Data in this exercise
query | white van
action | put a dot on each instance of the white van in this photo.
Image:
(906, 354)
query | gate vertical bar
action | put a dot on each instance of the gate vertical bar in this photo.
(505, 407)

Problem requirements
Copy the records. Each line should match exactly.

Answer to this exercise
query | white van
action | put a dot on each instance of the white van in this photo.
Image:
(906, 354)
query | gate vertical bar
action | put a dot on each instance of the gate vertical bar in this photo.
(505, 407)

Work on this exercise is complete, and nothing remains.